### Document extract:
Eric Cortellessa and Lisa Snowden discuss new allegations that Larry Hogan siphoned money from public transit projects to build highways that benefited his real estate companies.
Story Transcript
This is a rush transcript and may contain errors. It will be updated.
Jaisal Noor: Welcome to The Real News. I’m Jaisal Noor. Maryland governor Larry Hogan is a popular Republican in a deeply Democratic state who believes in climate change, has criticized Donald Trump, and handily won reelection in the 2018 midterms, where Democrats made major gains. But Hogan and Trump do have at least one thing in common besides being Republicans, of course, corruption, because they both use their positions of power for personal gain, argues the Washington Monthly’s Eric Cortellessa. Hogan steered millions in state road construction money to areas where his company owned property whose values were certain to rise. Like Trump, hogan has given control of his companies to close relatives, his brother. The Hogan administration says he complied with state ethics laws because he was never personally involved in decisions approving the projects. But Cortellessa writes at least one government official disputes these claims saying it “doesn’t pass the laugh test.”
While the governor has expanded highways to the benefit of suburban land owners like himself, he killed the multibillion dollar Red Line, a huge blow to Baltimore’s working class black neighborhoods, which have endured disinvestment for generations. The NAACP’s civil rights lawsuit against the cancellation of the Red Line was dismissed by the Trump administration.
Well now joining us to discuss this is Eric Cortellessa of the Washington Monthly, author of the piece Who Does Maryland’s Governor Really Work For? Larry Hogan has more in common with Donald Trump than his reputation suggests. And our own Lisa Snowden who also runs the Baltimore Beat. Thank you both for joining us.
Eric C.: Good to be here.
Jaisal Noor: So Eric, you spent months reporting on this article and you acknowledge you built on reporting the other publications sort of started, but you took it further than other places had before. Talk about what you found in this piece over this course of months you spent on it.

### Available data:
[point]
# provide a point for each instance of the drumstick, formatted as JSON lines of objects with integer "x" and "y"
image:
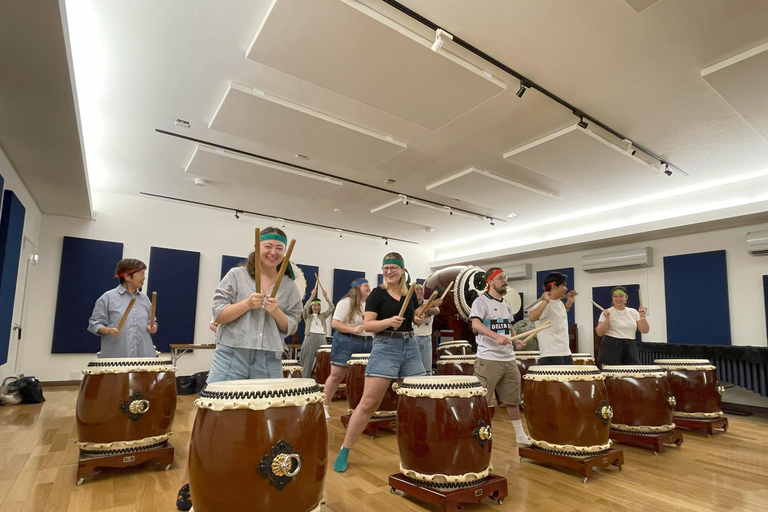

### Aim:
Carry on the interview transcript about Larry Hogan's road spending from the last line shown. The listing is not needed for what comes next.

### Exercise output:
Eric C.: Sure, sure. Well before I had started, there were really two main articles that had been written about the governor’s real estate business, one in Maryland Matters and one in the Baltimore Sun. Maryland Matters story came first and that really built off of financial disclosure forms that the governor had submitted to the state ethics commission, which included sort of the real estate LLCs that are subsidiaries of the Hogan company, that if you went through public land records you could find some of the properties that they own. There are limits to that, by the way, because LLCs are notoriously non-transparent, they’re cloaked in secrecy. The only public information about an LLC is its resident agent. You don’t know who the partners are, you don’t know what the operating agreement entails, and you certainly don’t know if they are the minority owner and a property. So there’s a lot that we don’t know about the governor’s real estate business.
But what the Maryland Matters story did was it laid out the LLCs that he had ownership of at the time, story came out in 2018, and included some concerns from Democrats and a few ethics experts about the arrangement. The governor had not put his real estate holdings in a blind trust, the governor put his brother in charge of the company, and the governor obviously has a great deal of executive authority when it comes to transportation and other matters — giving out government contracts, et cetera.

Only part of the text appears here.